---------- Source information
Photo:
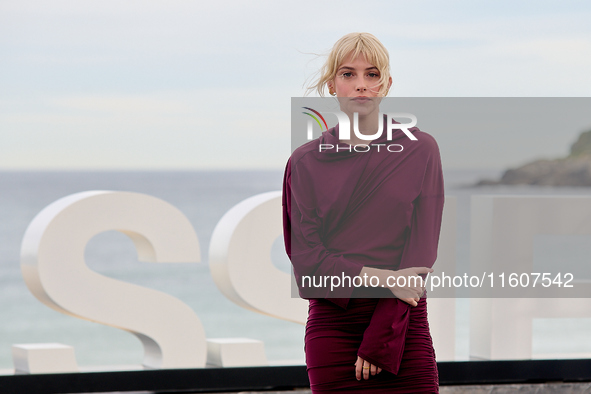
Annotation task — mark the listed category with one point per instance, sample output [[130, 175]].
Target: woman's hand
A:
[[410, 289], [363, 369]]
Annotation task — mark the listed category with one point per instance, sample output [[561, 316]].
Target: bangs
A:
[[355, 44]]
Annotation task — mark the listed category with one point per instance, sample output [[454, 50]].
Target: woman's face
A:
[[356, 85]]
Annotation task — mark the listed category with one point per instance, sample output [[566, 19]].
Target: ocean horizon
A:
[[203, 197]]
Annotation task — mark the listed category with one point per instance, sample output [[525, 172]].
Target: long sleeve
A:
[[305, 247], [383, 340]]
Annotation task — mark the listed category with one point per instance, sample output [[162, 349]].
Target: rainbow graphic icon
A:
[[316, 119]]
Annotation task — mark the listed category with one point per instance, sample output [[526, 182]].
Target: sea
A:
[[204, 197]]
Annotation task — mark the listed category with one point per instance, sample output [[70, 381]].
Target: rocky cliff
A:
--------------------
== What the exercise asks ==
A complete answer reproduces every line of the records in which the word "woman" occurs.

== Your response ==
Target: woman's hand
Target: woman's face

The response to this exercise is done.